====== Source extract

And then there's one other thing we could observe, what comes out of the mouth of the false prophet, is that they deny that Jesus was truly incarnate. That is that he has come in the flesh. In 1 John 4, we already saw verse 1, but the verses that follow are what I'm interested in here now.
1 John 4, 1 through 3, it says, Beloved, do not believe every spirit, but test the spirits, whether they are of God, because many false prophets have gone out into the world. Hereby know you the Spirit of God. Every spirit that says that Jesus Christ is come in the flesh is of God.
Every spirit
that does not confess that Jesus has come in the flesh is not of God. And that is that spirit of Antichrist, for of you have heard that it was incoming, and even now already is in the world. So he says, the false prophets, they'll be denying that Jesus has come in the flesh.
Now there's a very particular
doctrine John has in mind here, which arose later among the Gnostics. It was incipient in some religious communities at this time. It became full-blown Gnosticism in the next century.
But it was the idea that Jesus was not really fully human. He wasn't really physical. The Dosodists, which was one branch of Gnosticism, taught that Jesus was just a phantom.
When he walked, he didn't leave footprints. You couldn't touch him. He looked like he was physical, but he wasn't.
Now that's a heresy. Jesus made it very clear that he was a man, and it's very important that we know he was a man. But the false doctrine that he didn't come in the flesh was later well-known among the Gnostics.
But I'm frankly to just say, if you deny that Jesus came in the flesh, John's earlier writing, the Gospel of John, said in the beginning was the Word. The Word was with God, the Word was God, and the Word was made flesh and dwelt among us. So John's particular doctrine is not just that Jesus was human in flesh, but he was the Word that was made flesh.
That Jesus Christ, the Word
of God, has come in the flesh. That's the incarnation of Christ. And he's basically saying false prophets will deny that.

============
====== Data shown

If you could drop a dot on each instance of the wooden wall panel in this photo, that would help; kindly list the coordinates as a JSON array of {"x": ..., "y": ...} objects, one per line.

============

[Exercise objective]: Print the part of the false prophets passage between "But I'm frankly" and "will deny that.", inclusive.

[Reply to the exercise]:
But I'm frankly to just say, if you deny that Jesus came in the flesh, John's earlier writing, the Gospel of John, said in the beginning was the Word. The Word was with God, the Word was God, and the Word was made flesh and dwelt among us. So John's particular doctrine is not just that Jesus was human in flesh, but he was the Word that was made flesh.
That Jesus Christ, the Word
of God, has come in the flesh. That's the incarnation of Christ. And he's basically saying false prophets will deny that.